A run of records
** start **

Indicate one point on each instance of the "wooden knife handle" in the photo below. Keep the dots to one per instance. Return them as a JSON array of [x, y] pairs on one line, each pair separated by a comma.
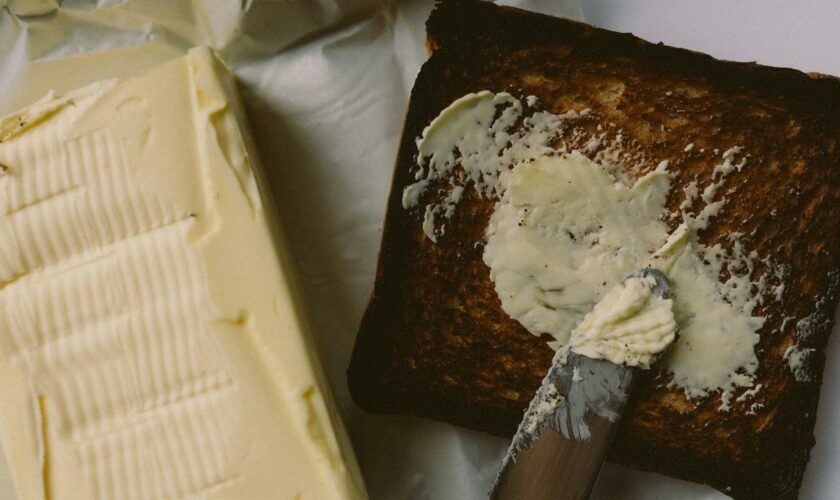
[[555, 468]]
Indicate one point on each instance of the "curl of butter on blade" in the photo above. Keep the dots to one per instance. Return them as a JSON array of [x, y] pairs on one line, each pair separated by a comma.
[[566, 229], [630, 326]]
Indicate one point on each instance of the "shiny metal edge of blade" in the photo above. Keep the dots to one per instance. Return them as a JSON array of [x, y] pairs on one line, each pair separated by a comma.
[[575, 388]]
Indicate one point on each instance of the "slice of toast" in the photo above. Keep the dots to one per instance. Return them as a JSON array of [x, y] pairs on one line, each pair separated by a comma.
[[434, 340]]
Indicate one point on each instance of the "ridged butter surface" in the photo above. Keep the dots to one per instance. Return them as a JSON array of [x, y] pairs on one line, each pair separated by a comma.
[[150, 343]]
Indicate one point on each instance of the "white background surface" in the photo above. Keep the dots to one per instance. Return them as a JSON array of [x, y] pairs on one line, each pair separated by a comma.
[[326, 84]]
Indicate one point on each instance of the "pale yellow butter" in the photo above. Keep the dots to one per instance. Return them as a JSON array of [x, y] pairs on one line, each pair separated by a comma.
[[151, 340]]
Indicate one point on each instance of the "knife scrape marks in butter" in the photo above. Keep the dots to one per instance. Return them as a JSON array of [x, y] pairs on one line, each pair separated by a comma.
[[566, 229], [145, 316]]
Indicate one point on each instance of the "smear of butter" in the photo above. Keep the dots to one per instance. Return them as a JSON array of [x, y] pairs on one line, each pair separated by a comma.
[[567, 229], [630, 326]]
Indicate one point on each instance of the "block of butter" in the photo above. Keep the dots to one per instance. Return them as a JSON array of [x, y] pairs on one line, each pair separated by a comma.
[[151, 341]]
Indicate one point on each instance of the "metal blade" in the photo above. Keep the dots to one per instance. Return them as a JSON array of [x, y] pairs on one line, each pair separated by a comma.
[[576, 390]]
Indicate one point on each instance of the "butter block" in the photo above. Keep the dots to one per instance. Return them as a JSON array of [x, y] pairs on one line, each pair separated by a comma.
[[152, 344]]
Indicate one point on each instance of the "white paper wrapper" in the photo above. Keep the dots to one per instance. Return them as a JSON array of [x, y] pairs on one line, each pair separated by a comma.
[[326, 83]]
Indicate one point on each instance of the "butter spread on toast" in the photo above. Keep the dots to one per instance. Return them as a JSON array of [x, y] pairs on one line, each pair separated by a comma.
[[630, 326], [570, 224]]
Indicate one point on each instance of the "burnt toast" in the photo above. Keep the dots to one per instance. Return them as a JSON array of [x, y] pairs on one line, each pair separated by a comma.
[[434, 340]]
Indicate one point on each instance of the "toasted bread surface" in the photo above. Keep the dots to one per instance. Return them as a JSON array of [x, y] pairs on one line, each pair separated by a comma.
[[434, 340]]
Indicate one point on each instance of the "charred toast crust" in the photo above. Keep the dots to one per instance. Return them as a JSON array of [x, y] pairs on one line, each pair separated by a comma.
[[434, 340]]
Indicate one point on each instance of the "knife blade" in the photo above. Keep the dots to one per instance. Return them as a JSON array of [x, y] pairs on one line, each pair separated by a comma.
[[561, 443]]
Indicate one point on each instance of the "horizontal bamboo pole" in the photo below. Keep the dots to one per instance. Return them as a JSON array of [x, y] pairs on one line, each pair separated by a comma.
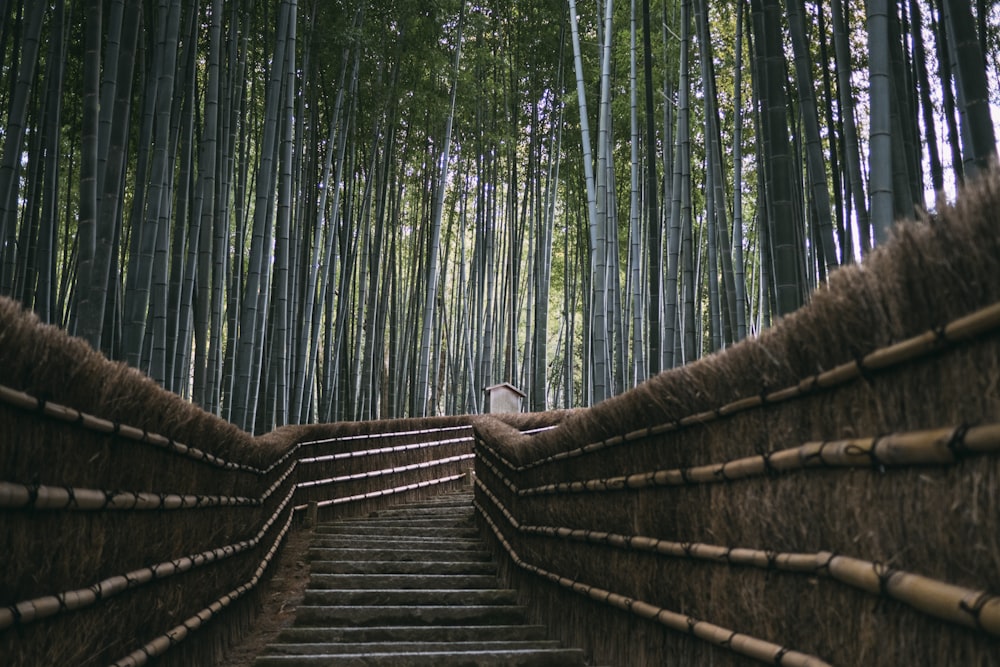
[[930, 342], [940, 446], [383, 492], [42, 497], [384, 450], [179, 633], [29, 403], [29, 611], [387, 471], [948, 602], [391, 434], [37, 497], [752, 647]]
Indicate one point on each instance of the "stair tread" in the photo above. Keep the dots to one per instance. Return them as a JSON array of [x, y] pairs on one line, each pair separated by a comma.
[[411, 586]]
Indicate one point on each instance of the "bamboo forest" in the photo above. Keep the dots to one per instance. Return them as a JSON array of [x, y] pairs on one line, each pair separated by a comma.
[[290, 211]]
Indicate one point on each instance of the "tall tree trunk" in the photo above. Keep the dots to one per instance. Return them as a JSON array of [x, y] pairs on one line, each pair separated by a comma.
[[978, 138], [654, 238], [815, 163], [423, 369], [773, 105], [880, 155]]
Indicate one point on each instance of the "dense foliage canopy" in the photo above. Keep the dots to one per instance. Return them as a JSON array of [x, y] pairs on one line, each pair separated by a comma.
[[348, 209]]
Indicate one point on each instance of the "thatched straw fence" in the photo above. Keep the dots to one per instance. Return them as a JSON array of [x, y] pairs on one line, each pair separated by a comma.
[[137, 528], [824, 494], [828, 493]]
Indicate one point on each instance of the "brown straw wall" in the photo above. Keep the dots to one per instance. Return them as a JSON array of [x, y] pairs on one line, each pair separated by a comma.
[[935, 520], [75, 427]]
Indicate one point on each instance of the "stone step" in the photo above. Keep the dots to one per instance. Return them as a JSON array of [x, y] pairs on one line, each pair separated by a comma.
[[498, 658], [402, 530], [409, 581], [412, 586], [410, 633], [377, 615], [401, 567], [481, 596], [461, 520], [398, 554], [428, 512], [336, 648], [396, 542]]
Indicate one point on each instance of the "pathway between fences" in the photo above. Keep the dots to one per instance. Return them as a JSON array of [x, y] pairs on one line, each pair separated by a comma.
[[410, 586]]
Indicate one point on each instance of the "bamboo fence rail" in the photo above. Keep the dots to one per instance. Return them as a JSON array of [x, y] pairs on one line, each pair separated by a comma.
[[395, 449], [928, 447], [19, 399], [29, 611], [751, 647], [978, 609], [381, 493], [179, 633], [36, 497], [388, 434], [963, 329], [386, 471]]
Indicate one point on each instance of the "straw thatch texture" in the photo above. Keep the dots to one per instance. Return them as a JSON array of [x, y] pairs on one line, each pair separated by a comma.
[[934, 520], [129, 515]]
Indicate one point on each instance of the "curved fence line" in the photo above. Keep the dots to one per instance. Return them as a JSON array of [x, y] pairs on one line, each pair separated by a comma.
[[360, 453], [961, 330], [978, 609], [934, 446], [176, 635], [753, 647], [39, 497], [387, 471], [36, 609], [29, 403], [42, 497]]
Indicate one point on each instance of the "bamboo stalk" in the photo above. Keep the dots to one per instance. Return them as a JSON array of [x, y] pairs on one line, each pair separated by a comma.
[[948, 602], [29, 403], [960, 330], [161, 644], [36, 609], [928, 447], [752, 647]]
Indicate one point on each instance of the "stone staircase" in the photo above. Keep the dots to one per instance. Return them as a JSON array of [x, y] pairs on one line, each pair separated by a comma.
[[413, 586]]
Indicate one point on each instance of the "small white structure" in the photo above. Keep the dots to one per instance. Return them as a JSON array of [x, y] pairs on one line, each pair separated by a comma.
[[503, 397]]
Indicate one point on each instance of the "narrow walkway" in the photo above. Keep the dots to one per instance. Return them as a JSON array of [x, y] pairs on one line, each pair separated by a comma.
[[412, 586]]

** end **

> **Aim**
Transcribe all of the records above word for word, leaving the pictures out of your answer.

> **Response to this task**
Indicate one point on each instance of the "wooden knife handle" in the photo below. Keep the dots to one per instance. Return them as a JSON array of [x, y] pairs on one line, each pair separated by a comma.
[[555, 468]]
Indicate one point on each instance of the "curl of butter on blade" in the photo above. Keep the dots to one per instance. Return them as a JSON array of [x, y] pairs on one line, each pair separated by a comma.
[[566, 229], [630, 326]]
Indicate one point on each instance of the "shiny metal edge of blade" in the photo above. Keep the dots to one per instance. Return them as a JSON array of [x, y] pairs on one line, each pair separated by a comma.
[[575, 388]]
Indicate one point on each instance of the "slice of toast" in the photo above. Keep the dots to one per instance. Return them as a JSON array of [x, y] pairs on one line, each pair separated by a comma.
[[434, 340]]
Indicate one point on each instance of the "ridged butter surface" in the photo above. Keep the dots to one per instance. Return them as a JSON array of [x, y] pairs on one line, each pair separated by a comma.
[[150, 343]]
Indicate one point on each instance of the "white background surface" in the photo above. Keep the dots to one per instance. Return them as a JSON array of [x, y] pairs on one line, each pair separated by a comma.
[[326, 84]]
Indicate one point on each instance of the "pale yellow butter" in the photo above. Keep the dots to one per instance. Return them as a JSON array of [x, y] pairs on one line, each pair separated by a comma.
[[151, 340]]
Indicate one point on each instance of the "knife scrape marks in butter" in the photo above. Keep the dots to one per instance. Return them as a JSON array of [x, y] pairs on one line, each pair separated by a comma.
[[566, 229], [145, 316]]
Indicate one point on each instance of the "smear of butter" in the photo above. Keep the dots to one per instance. Return them as a JSON array of [x, y] pairs on one line, each pair separated by a comma.
[[567, 229], [630, 326]]
Indicate one point on each instance of the "block of butter" in the photo above. Keep the dots to one per instance. Return them as a JSON array of [x, y] pairs on one line, each pair separated by a comma.
[[151, 341]]
Indicate one point on each instance of the "metal blade" in the photo above. Keep the dots to one per instance. Return them as a JSON array of [x, y] pairs on one line, each pair separated by a comma.
[[576, 390]]
Indicate one point on each instance of the "butter block" in the photo above. Keep the dots to one per instance. Return them as a JSON array of [x, y] pairs on one line, each pair separated by a comma.
[[152, 344]]
Indicate one point on each instance of the "white paper wrapper" in the photo above. Keep the dots to one per instance. Return them as a JSON array of [x, y] pairs on one line, each pair separated by a comma.
[[326, 83]]
Indicate one point on each instance of the "butter spread on toast" in the photo above. Keep the dots to one per instance. Return them as a JSON array of [x, y] pairs on one line, each pair separated by a comma.
[[630, 326], [570, 224]]
Indicate one point on each instance of the "burnt toast" in the photo above. Keep the dots to one per instance. Return them as a JSON array of [x, y] pairs on one line, each pair separated by a comma.
[[434, 340]]
Indicate one point on each instance of the "toasted bread surface" in the photo above. Keep the dots to one per instance. Return them as a JSON array of [x, y] pairs on one line, each pair separated by a comma.
[[434, 340]]
Indicate one point on each instance of the "charred toast crust" in the photo above. Keep the dots to one per instance. Return them as a JSON array of [x, y] pairs on one line, each pair separated by a comma.
[[434, 340]]
Indicate one point on each instance of the "knife blade" in the photo above. Keep the dots to one per instance. Return them as a JSON array of [x, y] pairs on one line, each pair separated by a comma.
[[561, 443]]
Indicate one point on each instance of the "horizontal bamboo pole" in the photo below. Keep the dots to one per instance. Return them as a JSON array of [x, y] pairs on one line, each pair separated by a comma.
[[930, 342], [940, 446], [383, 492], [42, 497], [384, 450], [179, 633], [29, 403], [29, 611], [387, 471], [948, 602], [391, 434], [37, 497], [752, 647]]
Indicate one point on each instance of the "stair tread" in the photo above. Keep the dots to one per instance. Return them as a JSON array of [x, y] pairs on one line, each pair separated by a comma.
[[411, 586]]
Indicate one point on each instance of the "bamboo forest" in the photo above. Keep the dots to one per instance. Return them as a JSON array of [x, y] pairs on one line, each pair separated by a comma.
[[290, 211]]
Indicate one point on each instance of the "tall tree trunk" in the photo above. Keep the dots to one per instance. Return them as a JSON array of [x, y] pairs on one line, each pair separated by a comma.
[[978, 138], [654, 238], [815, 163], [423, 369], [773, 105], [880, 155]]
Indicate one point on each instance of the "dense foliage canopy" in the photo above. Keep the dots to one per instance. Return them as a JSON array of [x, y] pairs on one line, each pair separated by a comma.
[[348, 209]]
Indicate one point on each instance of the "thatched straw fence" in the photo above. Keep the dots to one per instance. Return them as a JSON array of [x, y] pairs on one line, each pair separated by a comma.
[[137, 528], [824, 494], [828, 493]]
Indicate one point on each instance of the "brown straw wall" in the photo above. Keep the dots to one per instance. Return them as a JSON array of [x, y] pairs on one line, each pair separated by a comma.
[[935, 520], [75, 427]]
Indicate one point on each instance of the "stone step" in the photo above. Keep the dots to one per instance. Return them as a JSON array of [x, y] pairs on one line, each pair separated by a comma.
[[498, 658], [402, 530], [409, 581], [412, 586], [410, 633], [377, 615], [401, 567], [481, 596], [461, 520], [398, 554], [428, 512], [336, 648], [396, 542]]
Indicate one point on each instance of the "pathway between fences" in the photo above. Keep the dots to one per instance. Return them as a JSON array of [x, y] pairs on one line, each pair separated by a comma.
[[410, 586]]
Indicate one point on each instance of the "bamboo fence rail" in the photo above. Keep the dots to one per instance. Return them as a JSON array of [x, y] pairs on one line, each pair separated by a comma.
[[395, 449], [928, 447], [19, 399], [29, 611], [751, 647], [978, 609], [381, 493], [179, 633], [36, 497], [388, 434], [963, 329], [386, 471]]
Indicate one point on each instance of the "straw thatch texture" in the photo above. Keep the dots to one per instance. Return them as a JSON array of [x, y] pairs on one line, each pair separated by a comma.
[[934, 520], [129, 515]]
Indicate one point on each instance of the "curved fence line" in the photo above. Keep the dots to one per instance. Return them as a JSON array of [x, y] pairs on one line, each pair separated by a comma.
[[360, 453], [961, 330], [978, 609], [934, 446], [176, 635], [753, 647], [39, 497], [387, 471], [36, 609], [29, 403], [42, 497]]
Indicate one point on each instance of the "bamboo stalk" in the photo above. Keep the dots to one per instance. Return them as a JSON array of [x, y] pairs on one line, each pair separated by a comma.
[[948, 602], [29, 403], [960, 330], [161, 644], [36, 609], [928, 447], [752, 647]]
Indicate one point on each instance of the "stone staircase" in the photo above. Keep the dots to one per instance. Return them as a JSON array of [x, y] pairs on one line, each pair separated by a comma.
[[413, 586]]
Indicate one point on each instance of the "small white structure" in the photo above. Keep the dots to one per instance. Return them as a JSON array of [x, y] pairs on one line, each pair separated by a comma.
[[503, 397]]
Indicate one point on each instance of the "narrow walkway" in the photo above. Keep the dots to one per instance. Return them as a JSON array of [x, y] pairs on one line, each pair separated by a comma.
[[412, 586]]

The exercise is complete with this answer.